_Source document_

The intersection of microbiome and host at the skin interface: genomic- and metagenomic-based insights

Abstract

The past two decades have been marked by a surge in research to understand the microbial communities that live in association with the human body, in part stimulated by affordable, high-throughput DNA sequencing technology. In the context of the skin, this Perspective focuses on the current state of genomic- and metagenomic-based host-microbe research and future challenges and opportunities to move the field forward. These include elucidating nonbacterial components of the skin microbiome (i.e., viruses); systematic studies to address common perturbations to the skin microbiome (e.g., antimicrobial drugs, topical cosmetic/hygienic products); improved approaches for identifying potential microbial triggers for skin diseases, including species- and strain-level resolution; and improved, clinically relevant models for studying the functional and mechanistic roles of the skin microbiome. In the next 20 years, we can realistically expect that our knowledge of the skin microbiome will inform the clinical management and treatment of skin disorders through diagnostic tests to stratify patient subsets and predict best treatment modality and outcomes and through treatment strategies such as targeted manipulation or reconstitution of microbial communities.

Figure 1.

Topographical representation of the dominant types of bacteria present in the skin microbiome, based on 16S rRNA surveys. Shown are the three most common/abundant genera: Staphylococcus, Corynebacterium, and Propionibacterium. Data were gathered from Gao et al. (2007), Costello et al. (2009), Grice and Segre (2011), and The Human Microbiome Project Consortium (2012).

Figure 2.

Phylogenetic tree of 35 major bacterial phyla. Highlighted in red are those phyla from which 85% of phages have been isolated and sequenced. Data from Holmfeldt et al. (2013).

Figure 3.

Example of longitudinal profiling of an acute traumatic injury (open fracture), overlaid with clinical metadata to identify potential microbiomic features associated with intervention (surgery) and outcomes. The y-axis represents longitudinal time points sampled. Swab samples were collected from the open fracture (prior to closure) or the surgical wound (after closure). (Top) Alpha diversity metrics; (middle) bacterial load; and (bottom) relative abundance of the top five most abundant bacterial taxa (EA Grice, unpubl.).

_Data to examine_
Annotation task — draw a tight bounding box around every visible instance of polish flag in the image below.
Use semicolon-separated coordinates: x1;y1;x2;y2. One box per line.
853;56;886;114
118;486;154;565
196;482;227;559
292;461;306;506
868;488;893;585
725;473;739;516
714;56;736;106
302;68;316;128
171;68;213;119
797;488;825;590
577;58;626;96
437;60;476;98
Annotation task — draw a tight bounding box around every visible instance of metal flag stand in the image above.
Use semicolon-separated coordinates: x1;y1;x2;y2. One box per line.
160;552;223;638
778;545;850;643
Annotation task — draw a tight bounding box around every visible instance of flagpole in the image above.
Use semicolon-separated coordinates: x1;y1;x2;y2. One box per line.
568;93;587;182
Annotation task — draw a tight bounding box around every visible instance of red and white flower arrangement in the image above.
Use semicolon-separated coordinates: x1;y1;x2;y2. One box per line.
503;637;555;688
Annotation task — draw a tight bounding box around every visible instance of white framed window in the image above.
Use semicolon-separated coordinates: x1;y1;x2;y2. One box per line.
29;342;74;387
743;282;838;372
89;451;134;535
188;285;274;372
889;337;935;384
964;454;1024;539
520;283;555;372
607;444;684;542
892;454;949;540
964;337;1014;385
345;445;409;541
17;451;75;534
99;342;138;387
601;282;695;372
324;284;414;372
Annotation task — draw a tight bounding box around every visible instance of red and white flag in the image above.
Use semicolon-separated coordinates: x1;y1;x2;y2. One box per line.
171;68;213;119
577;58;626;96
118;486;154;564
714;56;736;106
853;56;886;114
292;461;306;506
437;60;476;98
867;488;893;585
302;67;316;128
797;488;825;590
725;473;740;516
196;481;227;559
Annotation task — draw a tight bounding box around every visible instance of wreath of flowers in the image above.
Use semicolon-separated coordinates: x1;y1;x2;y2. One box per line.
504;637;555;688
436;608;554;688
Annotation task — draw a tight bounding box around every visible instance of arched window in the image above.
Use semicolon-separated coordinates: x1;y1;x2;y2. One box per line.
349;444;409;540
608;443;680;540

_Work to complete_
1. Update the stretch of the skin microbiome text that begins at "Topographical representation of" and stops after "Project Consortium (2012)." by changing "Propionibacterium" to "Cutibacterium". Give that stretch in full.
2. Decide whether each statement agrees with the skin microbiome text. Answer yes or no and quote the deciding words.
(a) The phylogenetic tree in Figure 2 covers 35 major bacterial phyla.
(b) In Figure 3, the x-axis represents the longitudinal time points sampled.
(c) The data for Figure 1 came only from The Human Microbiome Project Consortium (2012).

_Exercise responses_
1.
Topographical representation of the dominant types of bacteria present in the skin microbiome, based on 16S rRNA surveys. Shown are the three most common/abundant genera: Staphylococcus, Corynebacterium, and Cutibacterium. Data were gathered from Gao et al. (2007), Costello et al. (2009), Grice and Segre (2011), and The Human Microbiome Project Consortium (2012).

2.
(a) Yes: "Phylogenetic tree of 35 major bacterial phyla."
(b) No: "The y-axis represents longitudinal time points sampled."
(c) No: "Data were gathered from Gao et al. (2007), Costello et al. (2009), Grice and Segre (2011), and The Human Microbiome Project Consortium (2012)."